• EXTRACT:
For Bright Data enrichment, edit /etc/librarian/.env:
BRIGHT_DATA_API_KEY=...
BRIGHT_DATA_UNLOCKER_ZONE=your_unlocker_zone
BRIGHT_DATA_SERP_ZONE=your_serp_zoneFor custom build paths (anything not installed via a package manager), edit
/etc/librarian/sources.toml:
[extra_paths]
paths = [
"/opt/custom-builds/bin",
"/srv/tools",
]| Trigger | What runs |
|---|---|
pacman -S / yay -S / any pacman transaction |
Pacman hook → refresh pacman+aur sources |
cargo install / npm i -g / pipx install / etc. |
Shell wrapper → background refresh that source |
| Anything wrappers don't catch (CI, scripts, manual drops) | Lazy stale-check at next query — mtime on the source's root dir triggers rescan |
| Wanting enrichment for newly discovered tools | librarian sync |
No always-on daemon, no MCP server, no systemd timer. Just hooks plus mtime.
Two equivalent entry points for any local LLM:
-
Bulk dump —
cat /var/lib/librarian/manifest.txt. World-readable plain text, pipe-delimited (name | source | category | version | path | description). Greppable from any tool, suitable for one-shot context loads. -
Targeted query —
librarian search,librarian list --category <cat>,librarian stats. Read-only, no perms required. The database is opened withfile:…?immutable=1for read commands, so evennobodycan query.
/etc/librarian/README.md is a self-contained discovery document any LLM can
be pointed at to learn the query surface — includes a copy-pasteable system
prompt snippet for Ollama / llama.cpp / vLLM and similar.
Four crates in a Cargo workspace:
crates/
├── librarian-core/ Tool / Source / Category types, SQLite store, Collector trait
├── librarian-collectors/ One module per package manager + shared helpers
├── librarian-enrichment/ Bright Data SERP client + delta-driven enrichment service
└── librarian-cli/ Clap-based CLI binary
Data model is intentionally flat: every tool is one row keyed by
(name, source, path). The same binary surfaced by multiple sources (e.g. on
$PATH and via pacman) yields multiple rows; the describe command merges
them at display time. Enrichment is keyed by name only — decoupled from row IDs
so the cache survives refresh cycles.
SQLite is used in DELETE journal mode (not WAL) so the database directory does
not need to be writable for read-only opens; combined with immutable=1 URI
mode this lets any user query without permissions on /var/lib/librarian/.
Working:
- All 18 collector sources, live-tested on Arch + BlackArch
- Full-text search via SQLite FTS5
- BlackArch group → category mapping + heuristic fallback
- Bright Data delta-only enrichment with TTL-based refresh
- Pacman hook + 12 shell wrappers + lazy stale-check
- System install script with group management and idempotent re-runs
- LLM-facing discovery README installed system-wide
Pending:
librarian describe <name>andlibrarian categories(CLI; logic exists in search/list, just not exposed as standalone commands yet)- Formal Store unit tests (functionality is proven by live runs but no regression coverage)
Dual-licensed under MIT OR Apache-2.0.

• RECORDED DATA:
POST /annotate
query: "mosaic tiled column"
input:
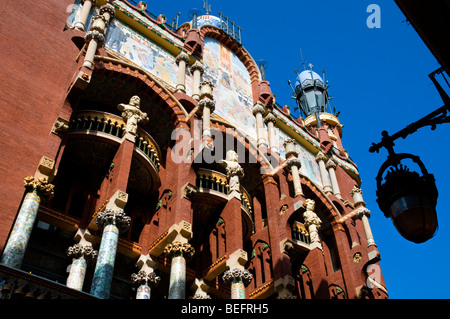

• WHAT THE TASK ASKS: Reproduce the stretch of the librarian notes from "SQLite is used" through "permissions on /var/lib/librarian/.", putting "read-only connections" in place of "read-only opens".

• RESPONSE AREA:
SQLite is used in DELETE journal mode (not WAL) so the database directory does
not need to be writable for read-only connections; combined with immutable=1 URI
mode this lets any user query without permissions on /var/lib/librarian/.